■ **TASK DETAILS**
Where does the string "navy" occur in the entries below? Copy every line where it does.

Records excerpted from a collection
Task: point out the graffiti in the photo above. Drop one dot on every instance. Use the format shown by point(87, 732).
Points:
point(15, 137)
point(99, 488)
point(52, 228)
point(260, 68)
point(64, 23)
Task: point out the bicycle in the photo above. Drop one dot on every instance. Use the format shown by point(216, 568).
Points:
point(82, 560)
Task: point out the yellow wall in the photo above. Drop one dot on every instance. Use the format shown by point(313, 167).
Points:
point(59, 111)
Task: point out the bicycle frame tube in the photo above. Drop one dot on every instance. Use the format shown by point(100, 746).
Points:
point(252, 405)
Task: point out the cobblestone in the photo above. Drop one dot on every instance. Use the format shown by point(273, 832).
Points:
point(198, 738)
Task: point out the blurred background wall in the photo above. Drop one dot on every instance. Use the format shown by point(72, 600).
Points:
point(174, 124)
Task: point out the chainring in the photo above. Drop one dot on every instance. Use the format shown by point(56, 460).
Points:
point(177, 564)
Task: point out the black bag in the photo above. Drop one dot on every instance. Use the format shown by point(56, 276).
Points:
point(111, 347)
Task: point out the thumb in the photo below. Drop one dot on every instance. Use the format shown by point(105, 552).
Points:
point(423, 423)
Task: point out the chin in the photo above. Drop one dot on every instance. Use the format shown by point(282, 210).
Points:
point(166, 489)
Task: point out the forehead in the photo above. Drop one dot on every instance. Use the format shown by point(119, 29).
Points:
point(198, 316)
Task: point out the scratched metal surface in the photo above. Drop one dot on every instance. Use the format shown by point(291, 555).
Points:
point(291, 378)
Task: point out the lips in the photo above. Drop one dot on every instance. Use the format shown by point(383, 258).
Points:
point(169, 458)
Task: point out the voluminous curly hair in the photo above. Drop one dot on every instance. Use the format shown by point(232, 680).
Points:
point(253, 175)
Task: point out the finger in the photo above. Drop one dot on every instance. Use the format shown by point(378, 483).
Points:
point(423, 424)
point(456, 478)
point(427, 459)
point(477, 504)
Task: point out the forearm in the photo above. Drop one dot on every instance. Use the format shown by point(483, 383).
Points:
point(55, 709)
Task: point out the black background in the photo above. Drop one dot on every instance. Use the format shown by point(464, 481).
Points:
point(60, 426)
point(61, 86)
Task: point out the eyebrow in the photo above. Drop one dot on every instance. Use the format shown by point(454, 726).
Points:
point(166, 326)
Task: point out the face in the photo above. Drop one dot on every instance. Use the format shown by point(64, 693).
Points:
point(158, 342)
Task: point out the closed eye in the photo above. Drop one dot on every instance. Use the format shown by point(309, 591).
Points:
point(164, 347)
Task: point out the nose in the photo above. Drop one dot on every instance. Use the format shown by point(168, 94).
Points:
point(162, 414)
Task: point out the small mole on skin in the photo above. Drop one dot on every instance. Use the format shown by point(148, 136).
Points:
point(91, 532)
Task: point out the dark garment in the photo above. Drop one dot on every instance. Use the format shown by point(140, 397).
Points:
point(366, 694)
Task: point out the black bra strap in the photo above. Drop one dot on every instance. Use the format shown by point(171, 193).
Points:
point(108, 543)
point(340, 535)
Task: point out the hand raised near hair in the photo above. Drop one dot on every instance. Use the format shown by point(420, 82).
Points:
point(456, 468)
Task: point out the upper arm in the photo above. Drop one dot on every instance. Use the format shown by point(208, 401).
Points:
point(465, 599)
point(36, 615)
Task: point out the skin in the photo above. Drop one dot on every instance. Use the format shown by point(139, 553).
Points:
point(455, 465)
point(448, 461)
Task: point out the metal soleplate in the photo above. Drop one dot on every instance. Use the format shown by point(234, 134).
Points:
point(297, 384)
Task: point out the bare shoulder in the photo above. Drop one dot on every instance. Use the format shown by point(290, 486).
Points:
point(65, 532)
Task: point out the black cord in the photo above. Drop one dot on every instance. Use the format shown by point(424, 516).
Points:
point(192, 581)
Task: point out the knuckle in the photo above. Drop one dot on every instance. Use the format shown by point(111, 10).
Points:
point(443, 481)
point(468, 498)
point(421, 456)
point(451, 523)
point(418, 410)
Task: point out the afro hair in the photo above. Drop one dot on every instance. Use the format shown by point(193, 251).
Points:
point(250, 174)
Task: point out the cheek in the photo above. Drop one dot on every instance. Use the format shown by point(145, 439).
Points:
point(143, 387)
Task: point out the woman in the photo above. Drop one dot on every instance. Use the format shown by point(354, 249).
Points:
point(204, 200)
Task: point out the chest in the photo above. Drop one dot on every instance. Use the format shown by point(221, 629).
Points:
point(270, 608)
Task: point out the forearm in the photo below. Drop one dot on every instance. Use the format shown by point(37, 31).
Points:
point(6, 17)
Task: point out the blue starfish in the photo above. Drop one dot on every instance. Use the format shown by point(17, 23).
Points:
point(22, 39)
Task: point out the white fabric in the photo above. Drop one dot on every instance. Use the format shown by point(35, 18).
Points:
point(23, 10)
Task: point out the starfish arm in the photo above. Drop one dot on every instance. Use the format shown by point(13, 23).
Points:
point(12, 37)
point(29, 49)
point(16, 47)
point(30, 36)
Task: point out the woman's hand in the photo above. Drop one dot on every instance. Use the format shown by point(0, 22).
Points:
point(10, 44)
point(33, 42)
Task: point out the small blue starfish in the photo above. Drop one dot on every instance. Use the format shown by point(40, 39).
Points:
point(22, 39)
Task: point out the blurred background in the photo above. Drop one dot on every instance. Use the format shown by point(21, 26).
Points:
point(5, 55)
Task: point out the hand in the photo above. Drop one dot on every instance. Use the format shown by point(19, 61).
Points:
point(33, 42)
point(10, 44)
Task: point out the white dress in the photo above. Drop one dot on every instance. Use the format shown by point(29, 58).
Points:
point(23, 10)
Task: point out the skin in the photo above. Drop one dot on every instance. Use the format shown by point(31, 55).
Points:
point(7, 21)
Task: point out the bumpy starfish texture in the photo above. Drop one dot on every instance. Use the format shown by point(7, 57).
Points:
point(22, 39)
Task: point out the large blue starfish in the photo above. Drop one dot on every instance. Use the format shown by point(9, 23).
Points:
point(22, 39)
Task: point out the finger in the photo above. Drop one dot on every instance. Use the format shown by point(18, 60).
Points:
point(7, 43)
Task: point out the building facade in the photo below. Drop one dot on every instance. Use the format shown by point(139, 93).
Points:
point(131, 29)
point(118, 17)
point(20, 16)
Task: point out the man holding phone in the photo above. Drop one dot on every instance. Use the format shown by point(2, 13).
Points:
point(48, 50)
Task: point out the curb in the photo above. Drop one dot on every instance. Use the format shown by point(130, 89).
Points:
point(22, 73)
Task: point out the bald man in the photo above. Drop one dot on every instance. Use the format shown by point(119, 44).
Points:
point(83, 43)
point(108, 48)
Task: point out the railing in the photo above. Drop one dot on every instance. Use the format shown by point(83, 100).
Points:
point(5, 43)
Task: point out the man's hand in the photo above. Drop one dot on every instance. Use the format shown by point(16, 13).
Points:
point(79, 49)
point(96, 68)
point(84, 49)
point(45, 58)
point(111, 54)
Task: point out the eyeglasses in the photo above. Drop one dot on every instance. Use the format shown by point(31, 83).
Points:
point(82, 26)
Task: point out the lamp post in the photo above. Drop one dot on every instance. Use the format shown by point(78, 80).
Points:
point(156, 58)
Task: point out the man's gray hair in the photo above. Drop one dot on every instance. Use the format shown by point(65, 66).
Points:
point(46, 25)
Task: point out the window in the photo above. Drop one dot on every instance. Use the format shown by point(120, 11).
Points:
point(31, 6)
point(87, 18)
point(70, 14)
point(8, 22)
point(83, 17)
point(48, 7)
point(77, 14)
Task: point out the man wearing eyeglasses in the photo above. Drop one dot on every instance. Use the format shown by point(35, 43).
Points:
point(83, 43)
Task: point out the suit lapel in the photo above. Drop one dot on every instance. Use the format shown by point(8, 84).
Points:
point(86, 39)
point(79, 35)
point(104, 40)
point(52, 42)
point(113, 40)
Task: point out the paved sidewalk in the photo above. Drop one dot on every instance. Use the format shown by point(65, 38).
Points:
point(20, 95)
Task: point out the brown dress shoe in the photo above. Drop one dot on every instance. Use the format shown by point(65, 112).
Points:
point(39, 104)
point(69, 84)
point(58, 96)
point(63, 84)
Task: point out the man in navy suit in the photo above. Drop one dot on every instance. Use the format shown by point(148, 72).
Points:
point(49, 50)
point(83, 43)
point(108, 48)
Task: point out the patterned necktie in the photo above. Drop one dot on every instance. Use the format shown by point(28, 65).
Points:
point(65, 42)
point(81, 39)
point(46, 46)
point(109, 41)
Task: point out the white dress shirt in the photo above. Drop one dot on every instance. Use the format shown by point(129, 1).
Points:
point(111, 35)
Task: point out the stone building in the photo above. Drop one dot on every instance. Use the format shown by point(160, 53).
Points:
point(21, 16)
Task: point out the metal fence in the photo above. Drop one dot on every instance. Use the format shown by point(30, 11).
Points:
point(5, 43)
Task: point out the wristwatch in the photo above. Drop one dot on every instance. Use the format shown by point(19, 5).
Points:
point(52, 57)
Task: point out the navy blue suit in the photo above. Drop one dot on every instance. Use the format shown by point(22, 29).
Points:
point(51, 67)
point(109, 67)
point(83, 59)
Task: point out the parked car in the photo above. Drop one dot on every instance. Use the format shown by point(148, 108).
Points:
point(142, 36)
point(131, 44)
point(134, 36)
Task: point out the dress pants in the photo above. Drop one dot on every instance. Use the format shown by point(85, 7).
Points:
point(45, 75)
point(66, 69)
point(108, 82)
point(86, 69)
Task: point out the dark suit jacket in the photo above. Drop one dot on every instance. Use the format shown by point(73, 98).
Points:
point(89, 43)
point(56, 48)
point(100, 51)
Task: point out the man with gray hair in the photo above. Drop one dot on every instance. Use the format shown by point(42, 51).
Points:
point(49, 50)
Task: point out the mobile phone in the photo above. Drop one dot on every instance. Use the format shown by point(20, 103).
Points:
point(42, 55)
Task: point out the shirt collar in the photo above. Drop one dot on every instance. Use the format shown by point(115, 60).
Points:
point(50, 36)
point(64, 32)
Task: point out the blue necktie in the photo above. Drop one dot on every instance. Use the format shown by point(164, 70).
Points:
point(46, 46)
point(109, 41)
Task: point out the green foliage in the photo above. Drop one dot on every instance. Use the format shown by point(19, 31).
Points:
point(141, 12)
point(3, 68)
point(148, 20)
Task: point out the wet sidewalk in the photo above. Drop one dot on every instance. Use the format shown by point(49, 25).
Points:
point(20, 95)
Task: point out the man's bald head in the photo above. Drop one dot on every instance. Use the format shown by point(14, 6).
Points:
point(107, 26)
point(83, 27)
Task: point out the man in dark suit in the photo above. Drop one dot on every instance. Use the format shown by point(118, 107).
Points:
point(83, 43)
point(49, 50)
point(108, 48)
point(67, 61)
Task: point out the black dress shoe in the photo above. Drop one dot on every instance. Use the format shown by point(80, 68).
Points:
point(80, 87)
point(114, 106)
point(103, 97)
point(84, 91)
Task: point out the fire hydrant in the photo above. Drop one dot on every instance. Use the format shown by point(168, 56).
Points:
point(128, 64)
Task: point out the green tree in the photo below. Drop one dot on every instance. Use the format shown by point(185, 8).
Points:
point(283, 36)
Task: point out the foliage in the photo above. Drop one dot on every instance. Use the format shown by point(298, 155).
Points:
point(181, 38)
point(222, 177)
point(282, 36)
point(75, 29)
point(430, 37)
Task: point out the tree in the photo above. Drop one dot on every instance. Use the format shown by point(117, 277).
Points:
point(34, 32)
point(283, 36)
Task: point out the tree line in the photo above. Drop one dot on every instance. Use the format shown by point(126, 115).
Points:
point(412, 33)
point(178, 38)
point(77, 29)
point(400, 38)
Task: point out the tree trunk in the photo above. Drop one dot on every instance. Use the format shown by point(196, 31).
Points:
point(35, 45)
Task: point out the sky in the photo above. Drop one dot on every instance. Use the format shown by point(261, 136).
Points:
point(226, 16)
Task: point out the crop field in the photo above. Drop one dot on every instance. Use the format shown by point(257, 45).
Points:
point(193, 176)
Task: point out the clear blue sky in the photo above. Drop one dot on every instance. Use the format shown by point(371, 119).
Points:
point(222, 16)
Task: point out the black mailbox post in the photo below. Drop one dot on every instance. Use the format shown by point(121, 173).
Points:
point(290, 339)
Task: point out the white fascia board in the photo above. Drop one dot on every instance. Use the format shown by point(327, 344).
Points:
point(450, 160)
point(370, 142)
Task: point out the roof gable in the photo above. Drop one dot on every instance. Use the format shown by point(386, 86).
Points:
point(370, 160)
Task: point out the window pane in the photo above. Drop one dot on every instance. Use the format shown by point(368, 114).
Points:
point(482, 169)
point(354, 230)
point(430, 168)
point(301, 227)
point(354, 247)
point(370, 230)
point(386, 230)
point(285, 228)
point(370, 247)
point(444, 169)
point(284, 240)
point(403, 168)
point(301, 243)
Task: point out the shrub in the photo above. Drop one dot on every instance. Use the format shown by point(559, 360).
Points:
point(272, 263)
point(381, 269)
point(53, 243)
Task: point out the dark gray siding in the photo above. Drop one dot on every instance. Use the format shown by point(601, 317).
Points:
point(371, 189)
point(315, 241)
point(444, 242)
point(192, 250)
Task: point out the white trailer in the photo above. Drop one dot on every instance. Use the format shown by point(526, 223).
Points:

■ **WRITTEN REPLY**
Task: point out the man in navy suit in the photo above. Drop one dot on every instance. Use the format shown by point(148, 72).
Task: point out the navy blue suit in the photo above. Drop one dot on every instance. Use the format shown by point(22, 29).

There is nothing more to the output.